Task requirements:
According to the thread on Neocogniauxia monophylla below, why can't the first poster capture the flowers adequately? Answer in one to three sentences.

Given text:
· · · ·
# Neocogniauxia monophylla



## tenman (Aug 10, 2019)

This mini is a twig epiphyte growing on a small piece of wood. It has grown some moss. The theory is that these like watered daily but to be dry at night. The 1 3/4" flowers are such an incredible saturated orange it is impossible for me to capture them adequately. The plant is about twice the size of the flowers, at less than 3" in 'height'. No fragrance I can detect. This is a cooler grower, sitting in front of the coolers during the summer months and gets a bit less than cattleya light.


----------



## Daniel Herrera (Aug 10, 2019)

Beautiful!


----------



## TrueNorth (Aug 10, 2019)

Nice one!


----------



## e-spice (Aug 10, 2019)

Very pretty.


----------



## abax (Aug 10, 2019)
· · · ·
Material:
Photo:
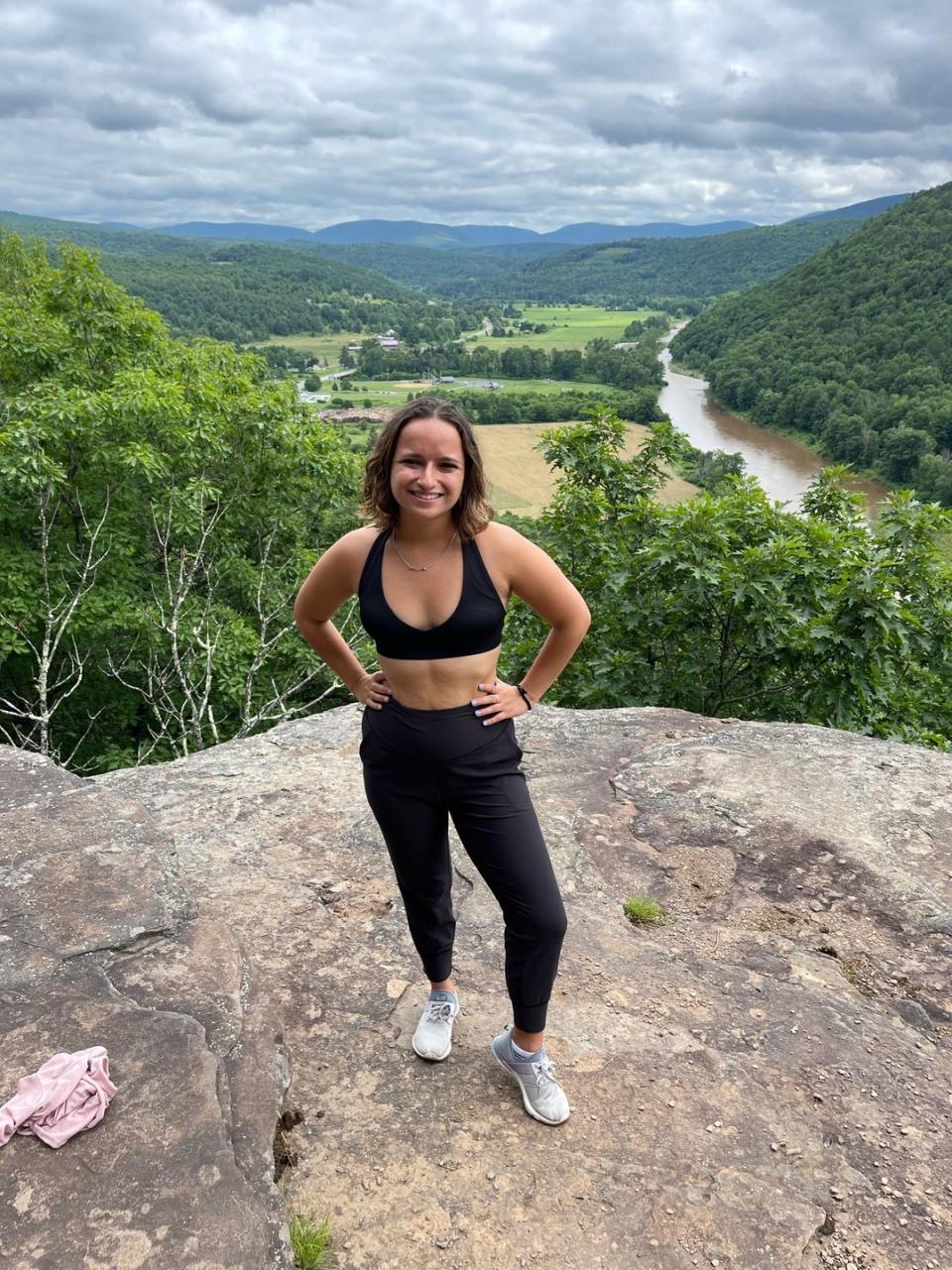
· · · ·
Correct answer:
The poster finds the flowers impossible to capture adequately because they are such an incredibly saturated orange.